#### DOCUMENT EXCERPT ####

Undergraduate researchers are an integral part of faculty research, but many PIs are concerned about the logistics of involving them in research remotely. When working with students remotely, you may need to take a more proactive approach to mentoring.

The following practices can support students’ learning and professionalization in the absence of the in-person interactions that normally take place in the lab

- Be human. Current circumstances are difficult for PI and student alike. Have honest and realistic expectations of the student, and of yourself!

- Ensure equity of access. With the possibility of fewer undergraduate research opportunities, equity in access to these opportunities is increasingly important. The Eureka database of faculty research interests and projects can support such access. We strongly encourage faculty to update their profiles to better communicate ongoing remote research opportunities to all students.

- Communication. Regular interactions with student researchers (e.g., via Zoom) one to two times a week are strongly encouraged. Whether one-on-one or as an all-lab meeting, scheduled interactions are more important than ever for keeping students updated, accountable, and engaged with the work. Clearly setting deadlines and expectations is additionally helpful during remote learning.

- Feedback. Develop a plan with students for offering feedback on completed work. While such in-person feedback might be incidental in the lab, mentors may need to be more intentional about providing feedback remotely.

- Shadowing. If research assistants aren’t already paired up with a graduate student mentor, now is a good time to formalize plans for them to regularly meet with one. Small clusters of two to three students are also good for checking in on each other’s progress and well-being. Since students often learn by looking over a grad student mentor’s shoulder, student mentors may want to consider streaming video of their lab work (if feasible).

- Help students understand the importance of the research. Undergraduate research experiences often provide students with their first exposure to what it means to conduct research, and for many students, this experience can transform their educational and career goals. In order to help students working remotely experience the excitement that can come with this first exposure to research, make an effort to highlight for students the importance of the work, and the ways in which the remote research experience mirrors the experience students might have in a laboratory setting. Find ways to involve remote researchers in lab meetings and other conversations, to help them feel part of the project as a whole.

####

* **INSTRUCTIONS TO FOLLOW**: Continue the passage above on mentoring undergraduate researchers remotely, starting right after its last sentence. The listing that comes next was taken from a separate source.

#### PROVIDED RECORDS ####

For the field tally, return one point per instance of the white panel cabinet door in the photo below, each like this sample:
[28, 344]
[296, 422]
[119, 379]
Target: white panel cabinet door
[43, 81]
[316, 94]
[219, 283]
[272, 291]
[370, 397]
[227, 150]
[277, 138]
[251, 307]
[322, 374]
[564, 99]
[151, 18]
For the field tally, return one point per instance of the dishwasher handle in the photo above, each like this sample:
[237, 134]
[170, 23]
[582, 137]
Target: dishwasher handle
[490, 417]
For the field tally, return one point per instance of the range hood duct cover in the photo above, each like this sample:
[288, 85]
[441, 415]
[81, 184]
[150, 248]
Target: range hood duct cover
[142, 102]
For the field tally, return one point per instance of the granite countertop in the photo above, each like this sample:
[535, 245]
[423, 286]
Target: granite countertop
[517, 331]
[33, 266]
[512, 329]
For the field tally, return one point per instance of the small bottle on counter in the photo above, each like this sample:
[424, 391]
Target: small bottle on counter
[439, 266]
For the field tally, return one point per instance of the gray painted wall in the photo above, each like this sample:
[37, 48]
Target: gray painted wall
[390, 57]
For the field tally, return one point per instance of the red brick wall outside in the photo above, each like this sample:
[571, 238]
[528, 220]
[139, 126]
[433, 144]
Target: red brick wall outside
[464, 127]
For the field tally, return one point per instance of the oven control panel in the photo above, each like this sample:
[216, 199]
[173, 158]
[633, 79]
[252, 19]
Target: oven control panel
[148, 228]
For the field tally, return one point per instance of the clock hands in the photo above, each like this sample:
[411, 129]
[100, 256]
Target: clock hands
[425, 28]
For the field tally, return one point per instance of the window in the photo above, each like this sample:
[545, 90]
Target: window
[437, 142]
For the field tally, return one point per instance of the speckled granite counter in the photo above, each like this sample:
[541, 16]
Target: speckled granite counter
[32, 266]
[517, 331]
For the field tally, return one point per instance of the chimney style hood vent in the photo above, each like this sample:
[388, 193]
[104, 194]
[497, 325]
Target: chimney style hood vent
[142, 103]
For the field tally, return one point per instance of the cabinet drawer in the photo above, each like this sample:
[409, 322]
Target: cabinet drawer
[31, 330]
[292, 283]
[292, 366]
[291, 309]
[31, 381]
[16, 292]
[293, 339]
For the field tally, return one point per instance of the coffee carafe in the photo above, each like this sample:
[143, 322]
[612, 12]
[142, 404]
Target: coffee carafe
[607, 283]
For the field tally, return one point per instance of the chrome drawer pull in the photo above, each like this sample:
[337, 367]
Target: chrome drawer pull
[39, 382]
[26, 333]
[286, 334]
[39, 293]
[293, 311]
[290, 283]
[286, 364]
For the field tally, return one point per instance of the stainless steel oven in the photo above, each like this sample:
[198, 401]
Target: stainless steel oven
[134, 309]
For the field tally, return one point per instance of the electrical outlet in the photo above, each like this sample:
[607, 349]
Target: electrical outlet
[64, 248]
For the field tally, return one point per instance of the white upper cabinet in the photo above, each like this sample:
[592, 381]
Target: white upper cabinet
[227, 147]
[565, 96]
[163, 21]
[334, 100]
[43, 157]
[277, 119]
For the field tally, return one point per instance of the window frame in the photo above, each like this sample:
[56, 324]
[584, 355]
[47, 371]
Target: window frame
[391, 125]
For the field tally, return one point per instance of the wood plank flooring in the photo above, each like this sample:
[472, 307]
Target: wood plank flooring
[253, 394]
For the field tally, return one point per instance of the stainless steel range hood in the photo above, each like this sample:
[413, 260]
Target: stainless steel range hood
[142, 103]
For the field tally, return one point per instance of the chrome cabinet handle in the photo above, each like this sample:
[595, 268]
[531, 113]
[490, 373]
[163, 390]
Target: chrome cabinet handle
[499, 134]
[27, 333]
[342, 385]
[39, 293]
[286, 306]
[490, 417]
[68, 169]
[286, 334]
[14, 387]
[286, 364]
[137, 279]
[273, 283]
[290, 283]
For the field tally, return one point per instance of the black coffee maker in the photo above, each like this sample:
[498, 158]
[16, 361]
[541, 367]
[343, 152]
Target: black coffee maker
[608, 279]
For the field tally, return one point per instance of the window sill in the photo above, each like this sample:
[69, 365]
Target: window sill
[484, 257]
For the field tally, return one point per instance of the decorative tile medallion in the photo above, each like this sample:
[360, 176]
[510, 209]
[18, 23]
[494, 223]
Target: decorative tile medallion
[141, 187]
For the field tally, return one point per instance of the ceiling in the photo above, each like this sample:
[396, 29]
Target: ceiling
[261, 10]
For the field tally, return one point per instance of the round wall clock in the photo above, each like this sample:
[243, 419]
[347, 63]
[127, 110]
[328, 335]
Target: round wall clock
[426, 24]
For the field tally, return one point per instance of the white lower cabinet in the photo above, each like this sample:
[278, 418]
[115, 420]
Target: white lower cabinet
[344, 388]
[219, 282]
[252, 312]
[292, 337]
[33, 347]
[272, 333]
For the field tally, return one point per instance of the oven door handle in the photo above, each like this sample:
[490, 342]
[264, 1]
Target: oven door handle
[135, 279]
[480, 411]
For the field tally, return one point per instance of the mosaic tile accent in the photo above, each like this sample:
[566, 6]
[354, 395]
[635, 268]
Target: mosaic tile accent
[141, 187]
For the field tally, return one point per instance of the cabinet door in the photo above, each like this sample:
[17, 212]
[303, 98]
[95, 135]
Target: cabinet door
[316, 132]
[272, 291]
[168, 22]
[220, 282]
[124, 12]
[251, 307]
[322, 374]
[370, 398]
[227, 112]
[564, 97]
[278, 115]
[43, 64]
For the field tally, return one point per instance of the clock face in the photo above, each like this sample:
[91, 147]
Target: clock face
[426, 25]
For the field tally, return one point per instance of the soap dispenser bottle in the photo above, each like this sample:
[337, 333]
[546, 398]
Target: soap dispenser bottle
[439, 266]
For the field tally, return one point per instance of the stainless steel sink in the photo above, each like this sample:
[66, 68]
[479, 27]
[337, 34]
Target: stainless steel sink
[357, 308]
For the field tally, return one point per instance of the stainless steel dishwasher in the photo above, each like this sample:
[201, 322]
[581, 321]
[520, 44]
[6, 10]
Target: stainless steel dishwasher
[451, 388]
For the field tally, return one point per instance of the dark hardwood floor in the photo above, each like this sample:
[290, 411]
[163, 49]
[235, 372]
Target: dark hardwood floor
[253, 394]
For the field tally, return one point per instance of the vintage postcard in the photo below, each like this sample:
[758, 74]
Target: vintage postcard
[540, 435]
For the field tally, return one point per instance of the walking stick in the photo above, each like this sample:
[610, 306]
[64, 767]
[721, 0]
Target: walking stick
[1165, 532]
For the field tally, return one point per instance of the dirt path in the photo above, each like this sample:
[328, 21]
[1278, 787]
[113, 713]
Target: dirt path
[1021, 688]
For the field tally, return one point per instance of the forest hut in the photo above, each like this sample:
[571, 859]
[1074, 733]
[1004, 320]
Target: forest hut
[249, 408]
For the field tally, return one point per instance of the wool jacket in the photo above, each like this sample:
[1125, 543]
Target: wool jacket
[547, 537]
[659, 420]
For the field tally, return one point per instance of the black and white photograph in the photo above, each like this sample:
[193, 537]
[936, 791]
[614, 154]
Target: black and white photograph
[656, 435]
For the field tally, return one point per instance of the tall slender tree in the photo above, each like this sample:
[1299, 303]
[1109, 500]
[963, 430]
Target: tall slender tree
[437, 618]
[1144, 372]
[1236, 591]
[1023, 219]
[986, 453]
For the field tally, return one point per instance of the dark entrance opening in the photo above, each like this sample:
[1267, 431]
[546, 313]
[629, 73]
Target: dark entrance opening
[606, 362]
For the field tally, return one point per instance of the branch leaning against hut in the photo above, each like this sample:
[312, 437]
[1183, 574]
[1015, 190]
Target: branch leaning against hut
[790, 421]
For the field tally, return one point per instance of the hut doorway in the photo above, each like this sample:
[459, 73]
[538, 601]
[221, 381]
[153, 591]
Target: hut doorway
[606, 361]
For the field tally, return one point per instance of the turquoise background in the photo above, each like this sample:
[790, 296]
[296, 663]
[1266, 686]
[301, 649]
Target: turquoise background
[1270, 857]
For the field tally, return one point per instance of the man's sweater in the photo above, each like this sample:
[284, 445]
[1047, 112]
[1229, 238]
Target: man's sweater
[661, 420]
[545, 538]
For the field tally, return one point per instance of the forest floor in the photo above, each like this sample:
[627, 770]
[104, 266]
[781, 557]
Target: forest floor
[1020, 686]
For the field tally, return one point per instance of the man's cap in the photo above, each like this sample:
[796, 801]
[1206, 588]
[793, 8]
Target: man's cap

####

* **EXERCISE OUTPUT**:
- Professional development. Virtual brown bag talks and reading groups can help acculturate undergraduates to your lab and your broader field. Encouraging students to attend virtual conferences can also assist with their professional development. The OUR offers online workshops on more discipline-general professional development.

- Resources. Help connect students to digital resources, such as online archives, video web series, blogs and websites by people within the field, or free software they can access on their home computers.

- Be aware of changing policies. Follow the guidance of the Office of the Vice President for Research on resuming research operations.

Consider involving undergraduate researchers in tasks that can be done remotely:

- Familiarizing themselves with your field. Students can remotely access and read foundational texts in your field’s literature. Learning theory now will be of use when they take a more hands-on role later. Many institutes now also share a host of videos on YouTube covering topics such as introductory training, introductions to research methods, as well as conversations with experts within their fields.

- Training in research skills. Some investigative or analytical techniques might have online training available to students, e.g., through UTLearn or LinkedIn Learning. Students can get a head start learning programming languages (e.g., R; Python) or specific statistical tests you use in your work. Again, YouTube is another great resource for learning how to use software they may work with during their research (e.g. QGIS and Blender).

- Training in research ethics. Students can use this time to learn about the IRB process, current issues in your field, or research ethics more broadly.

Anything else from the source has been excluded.